**** Provided records ****
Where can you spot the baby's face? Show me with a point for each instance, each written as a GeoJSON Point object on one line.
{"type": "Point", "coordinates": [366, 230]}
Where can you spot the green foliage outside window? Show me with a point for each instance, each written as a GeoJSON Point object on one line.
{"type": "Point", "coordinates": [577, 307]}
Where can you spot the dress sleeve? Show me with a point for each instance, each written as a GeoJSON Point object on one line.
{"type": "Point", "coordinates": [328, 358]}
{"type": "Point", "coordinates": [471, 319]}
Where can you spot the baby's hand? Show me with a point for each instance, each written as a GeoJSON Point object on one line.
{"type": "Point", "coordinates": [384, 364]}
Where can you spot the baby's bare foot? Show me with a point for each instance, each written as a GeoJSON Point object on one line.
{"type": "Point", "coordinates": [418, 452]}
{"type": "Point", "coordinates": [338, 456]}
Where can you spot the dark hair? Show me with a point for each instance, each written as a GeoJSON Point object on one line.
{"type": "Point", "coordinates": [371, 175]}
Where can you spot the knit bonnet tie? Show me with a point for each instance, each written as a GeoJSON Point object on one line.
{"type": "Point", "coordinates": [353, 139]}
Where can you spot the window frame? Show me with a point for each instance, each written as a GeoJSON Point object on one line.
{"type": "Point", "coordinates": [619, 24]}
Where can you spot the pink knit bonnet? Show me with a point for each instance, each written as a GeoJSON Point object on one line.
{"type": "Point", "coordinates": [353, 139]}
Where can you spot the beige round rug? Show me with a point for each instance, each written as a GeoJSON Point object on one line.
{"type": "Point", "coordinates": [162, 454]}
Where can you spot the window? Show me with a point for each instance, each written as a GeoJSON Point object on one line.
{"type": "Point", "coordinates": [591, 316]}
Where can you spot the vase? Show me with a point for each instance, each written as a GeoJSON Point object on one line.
****
### Task statement:
Scale the entries from the line containing "Where can you spot the baby's hand?" through the final entry, both ends included, and reproduce every line, requests included. Multiply each point coordinate in the answers by 0.4 and round to the nearest whole number, with halves rounded up.

### Full solution:
Where can you spot the baby's hand? Show me with a point for each instance, each written as a GeoJSON Point object on one line.
{"type": "Point", "coordinates": [154, 146]}
Where can you spot the baby's bare foot? Show me with a point for each instance, each written as a GeoJSON Point object on one line.
{"type": "Point", "coordinates": [167, 181]}
{"type": "Point", "coordinates": [135, 182]}
Where can you spot the dark hair? Show me with a point for each instance, each written as a GeoJSON Point object on one line.
{"type": "Point", "coordinates": [148, 70]}
Where can you spot the knit bonnet tie? Show me with a point for each instance, each written as a GeoJSON Point object on one line.
{"type": "Point", "coordinates": [141, 56]}
Where can you spot the window frame? Show me with a point for each instance, each written as a GeoJSON Point object on one line.
{"type": "Point", "coordinates": [248, 10]}
Where can you spot the pink knit bonnet? Show me with a point for each instance, each written as a GeoJSON Point object on one line.
{"type": "Point", "coordinates": [141, 56]}
Where can you spot the beige round rug? Show me with a point for each instance, each written as a GeoJSON Point object on one line.
{"type": "Point", "coordinates": [65, 182]}
Where can you spot the window? Show me with a point for each instance, each written as a GeoJSON Point object on one line.
{"type": "Point", "coordinates": [236, 126]}
Where can you spot the vase? Show me with a point for each instance, each written as a GeoJSON Point object on one line.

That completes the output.